- SOURCE EXTRACT:
▬▬▬

1. Abridged Problem Statement

Given an integer N (1 ≤ N ≤ 10) and a list of N positive integers (each up to 10^9), determine for each number whether it is “nearly prime,” i.e., it can be written as the product of exactly two primes (primes may coincide). For each input number, print “Yes” if it is nearly prime, otherwise print “No.”

2. Detailed Editorial

Definition  
A positive integer X is called nearly prime if X = p1 * p2 for some primes p1, p2 (they may be equal). Equivalently, the prime‐factorization of X has exactly two prime factors counting multiplicity.

Approach  
We need to test each input number A for the total count of prime factors (with multiplicity). If that count equals exactly 2, we answer “Yes”; otherwise, “No.”

Step-by-step solution  
1. Read N and the array A[0…N–1].  
2. For each A[i]:  
   a. Initialize a counter c = 0.  
   b. For each potential divisor d from 2 up to sqrt(A[i]):  
      – While d divides A[i]:  
         • Increment c by 1.  
         • Divide A[i] by d (A[i] /= d).  
      – If at any point c > 2, we can break early (optional optimization).  
   c. After the loop, if A[i] > 1 then it is a remaining prime factor, so increment c by 1.  
   d. If c == 2, print “Yes”; otherwise, print “No.”

Complexity  
Each number up to 10^9 requires trial divisions up to √A ≈ 3·10^4. Since N ≤ 10, the total number of division attempts is O(N√A) ≈ 3·10^5 in the worst case, which is well within the time limit.

Edge Cases  
– A prime number has c == 1 → “No.”  
– A perfect square of a prime (e.g., 4, 9, 25) has c == 2 → “Yes.”  
– A product of three or more primes (e.g., 30 = 2·3·5) has c ≥ 3 → “No.”  
– 1 has c == 0 → “No.”

▬▬▬

- SUPPLIED INFORMATION:
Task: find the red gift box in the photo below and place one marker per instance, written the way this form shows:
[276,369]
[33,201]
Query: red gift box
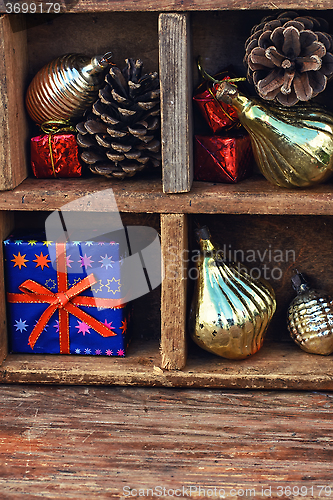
[223,158]
[219,116]
[55,155]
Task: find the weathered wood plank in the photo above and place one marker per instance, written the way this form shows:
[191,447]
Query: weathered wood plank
[275,366]
[176,101]
[174,241]
[178,5]
[13,70]
[6,225]
[252,196]
[74,442]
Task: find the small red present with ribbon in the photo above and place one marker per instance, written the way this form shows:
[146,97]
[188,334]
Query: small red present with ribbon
[59,311]
[55,153]
[223,158]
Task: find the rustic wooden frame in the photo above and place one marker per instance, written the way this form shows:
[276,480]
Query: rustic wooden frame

▬▬▬

- WHAT TO DO:
1/ In the nearly prime editorial, about how many division attempts are needed in the worst case?
2/ Say whether each statement agrees with the nearly prime editorial. For each, answer yes or no and quote the words of the editorial that decide it.
(a) The number 1 counts as nearly prime.
(b) The two primes in the product are allowed to be the same.
(c) N can be as large as 100.
3/ Write the next part of the nearly prime editorial, continuing after its last edge case.

- ANSWERS TO THE PROBLEMS:
1/ About 3·10^5 division attempts.

2/
(a) No: "1 has c == 0 → “No.”"
(b) Yes: "they may be equal"
(c) No: "1 ≤ N ≤ 10"

3/
3. Provided C++ Solution with Line-by-Line Comments

#include <bits/stdc++.h>
using namespace std;

const int MAXN = (1 << 10);  // Maximum N is up to 10, so we allocate 2^10 = 1024 just out of convenience

int n;            // Number of input values
int a[MAXN];      // Array to store the input values

// Read input values into n and a[]
void read() {
    cin >> n;
    for (int i = 0; i < n; i++) {
        cin >> a[i];
    }
}

// Main solve function
void solve() {
    // Process each number in the array
    for (int i = 0; i < n; i++) {
        int x = a[i];  // Work on a copy so we don't lose the original
        int c = 0;     // Counter for total prime factors (with multiplicity)

        // Trial divide by all integers from 2 up to sqrt(x)
        for (int d = 2; 1LL * d * d <= x; d++) {
            // While d is a prime factor, divide it out
            while (x % d == 0) {
                c++;       // One more prime factor found
                x /= d;    // Remove factor d from x
                if (c > 2) // Optional early exit if count already exceeds 2
                    break;
            }
            if (c > 2)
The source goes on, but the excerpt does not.